=== Extracted data ===

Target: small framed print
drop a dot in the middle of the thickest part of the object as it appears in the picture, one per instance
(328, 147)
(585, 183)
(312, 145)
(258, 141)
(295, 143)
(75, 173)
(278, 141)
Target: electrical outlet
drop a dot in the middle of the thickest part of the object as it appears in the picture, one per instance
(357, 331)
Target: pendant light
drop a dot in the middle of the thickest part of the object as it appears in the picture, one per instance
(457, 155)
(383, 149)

==

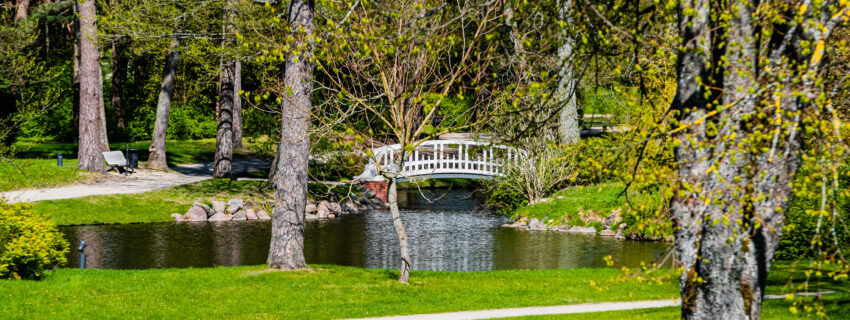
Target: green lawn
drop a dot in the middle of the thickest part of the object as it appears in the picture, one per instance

=== Your objective ===
Given the records above, return exactly the lines starting at the line containing "Target: small framed print" and ending at the line containing "Target: pendant light", including both.

=== Expected answer ===
Target: small framed print
drop a dot in the middle of the thickest part of the object as it appears in the picture, one per instance
(328, 147)
(585, 183)
(312, 145)
(258, 141)
(295, 143)
(75, 173)
(278, 141)
Target: electrical outlet
drop a dot in the middle of the thickest part of the object as it appears in the picture, one per instance
(357, 331)
Target: pendant light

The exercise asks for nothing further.